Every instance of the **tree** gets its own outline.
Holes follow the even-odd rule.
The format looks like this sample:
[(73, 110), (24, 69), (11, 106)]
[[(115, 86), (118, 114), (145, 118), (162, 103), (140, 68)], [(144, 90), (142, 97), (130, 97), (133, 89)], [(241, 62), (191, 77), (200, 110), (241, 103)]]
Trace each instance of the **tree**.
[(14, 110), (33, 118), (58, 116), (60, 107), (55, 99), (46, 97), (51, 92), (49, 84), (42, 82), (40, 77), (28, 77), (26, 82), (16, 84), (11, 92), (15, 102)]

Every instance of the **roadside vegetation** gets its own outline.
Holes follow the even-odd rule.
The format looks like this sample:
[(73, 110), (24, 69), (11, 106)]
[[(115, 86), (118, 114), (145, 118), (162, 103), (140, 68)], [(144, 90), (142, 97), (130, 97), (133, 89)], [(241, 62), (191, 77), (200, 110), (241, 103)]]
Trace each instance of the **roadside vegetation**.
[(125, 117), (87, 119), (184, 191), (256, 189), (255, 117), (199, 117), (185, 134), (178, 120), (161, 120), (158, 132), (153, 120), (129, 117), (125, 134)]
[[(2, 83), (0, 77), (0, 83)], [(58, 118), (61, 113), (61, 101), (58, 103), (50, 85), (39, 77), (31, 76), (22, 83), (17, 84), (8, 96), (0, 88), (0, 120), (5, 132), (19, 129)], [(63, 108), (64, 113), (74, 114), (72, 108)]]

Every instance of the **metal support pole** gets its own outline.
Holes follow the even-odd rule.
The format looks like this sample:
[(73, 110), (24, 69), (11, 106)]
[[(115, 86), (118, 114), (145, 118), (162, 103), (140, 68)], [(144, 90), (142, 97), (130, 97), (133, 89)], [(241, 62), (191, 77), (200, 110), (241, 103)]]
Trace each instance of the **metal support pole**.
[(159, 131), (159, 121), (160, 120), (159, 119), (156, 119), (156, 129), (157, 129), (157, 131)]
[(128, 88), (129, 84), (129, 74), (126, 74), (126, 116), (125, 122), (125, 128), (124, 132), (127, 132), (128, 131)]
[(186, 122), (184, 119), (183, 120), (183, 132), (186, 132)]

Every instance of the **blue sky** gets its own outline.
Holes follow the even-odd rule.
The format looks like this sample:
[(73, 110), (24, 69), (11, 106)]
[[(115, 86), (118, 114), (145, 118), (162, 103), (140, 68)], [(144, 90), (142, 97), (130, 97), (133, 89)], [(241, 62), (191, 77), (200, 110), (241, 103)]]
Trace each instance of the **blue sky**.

○ ○ ○ ○ ○

> [TASK GOAL] Reproduce the records starting with the line that contains "Every instance of the **roadside" and going on through the line that contains "117), (125, 134)]", both lines included. Keep the requests and their format samples unchanged, and shift every coordinate in the outline answers by adding 114.

> [SOLUTION TO THIS PROBLEM]
Every instance of the **roadside vegetation** gets its own outline.
Holes follow the even-odd rule.
The format looks like this sample:
[(73, 110), (24, 69), (11, 106)]
[[(115, 86), (118, 114), (145, 118), (162, 103), (140, 68)], [(144, 90), (142, 97), (130, 97), (133, 89)], [(241, 62), (191, 77), (200, 110), (241, 103)]]
Trace each instance of the **roadside vegetation**.
[(239, 231), (201, 233), (298, 305), (370, 303), (369, 231), (313, 231), (299, 248), (292, 234), (275, 234), (272, 246), (267, 234), (243, 231), (239, 248)]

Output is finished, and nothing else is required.